(Segmentation mask data)
--------

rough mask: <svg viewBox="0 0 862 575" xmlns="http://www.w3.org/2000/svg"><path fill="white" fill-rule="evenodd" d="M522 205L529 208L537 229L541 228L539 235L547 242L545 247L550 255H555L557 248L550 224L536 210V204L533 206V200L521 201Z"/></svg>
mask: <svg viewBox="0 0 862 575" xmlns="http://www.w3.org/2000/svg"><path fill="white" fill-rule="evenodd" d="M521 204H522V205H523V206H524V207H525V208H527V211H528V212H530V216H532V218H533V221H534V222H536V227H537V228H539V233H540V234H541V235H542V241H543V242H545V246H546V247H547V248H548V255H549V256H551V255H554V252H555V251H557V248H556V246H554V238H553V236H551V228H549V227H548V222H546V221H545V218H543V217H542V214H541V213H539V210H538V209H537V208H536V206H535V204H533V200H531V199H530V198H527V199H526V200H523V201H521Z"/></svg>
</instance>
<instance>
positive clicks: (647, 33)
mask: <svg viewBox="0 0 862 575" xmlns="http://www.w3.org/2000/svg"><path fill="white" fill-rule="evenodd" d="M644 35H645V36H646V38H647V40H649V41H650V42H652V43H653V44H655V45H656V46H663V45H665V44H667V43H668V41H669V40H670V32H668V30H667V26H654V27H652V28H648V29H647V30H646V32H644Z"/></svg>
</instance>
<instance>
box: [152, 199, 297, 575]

--------

### Work to complete
Rewrite the lines above as a numbered list, omitting any blank lines.

### Expected answer
1. rough mask: <svg viewBox="0 0 862 575" xmlns="http://www.w3.org/2000/svg"><path fill="white" fill-rule="evenodd" d="M522 205L529 208L537 229L541 228L539 235L547 242L545 247L550 255H555L557 248L550 224L536 210V204L533 206V200L521 201Z"/></svg>
2. mask: <svg viewBox="0 0 862 575" xmlns="http://www.w3.org/2000/svg"><path fill="white" fill-rule="evenodd" d="M521 204H522V205H523V206H524V207H525V208H527V211H528V212H530V216H532V218H533V221H534V222H536V227H537V228H539V233H540V234H541V235H542V241H543V242H545V246H546V247H547V248H548V255H549V256H551V255H554V252H555V251H557V248H556V246H554V238H553V236H551V228H549V227H548V222H546V221H545V218H543V217H542V214H541V213H539V210H538V209H537V208H536V206H535V204H533V200H531V199H530V198H527V199H526V200H523V201H521Z"/></svg>
3. </instance>
4. <instance>
5. positive clicks: (647, 33)
6. mask: <svg viewBox="0 0 862 575" xmlns="http://www.w3.org/2000/svg"><path fill="white" fill-rule="evenodd" d="M644 35H645V36H646V38H647V40H649V41H650V42H652V43H653V44H655V45H656V46H663V45H665V44H667V43H668V41H669V40H670V32H668V30H667V26H654V27H652V28H648V29H647V30H646V32H644Z"/></svg>
7. </instance>
8. <instance>
9. box: [152, 199, 297, 575]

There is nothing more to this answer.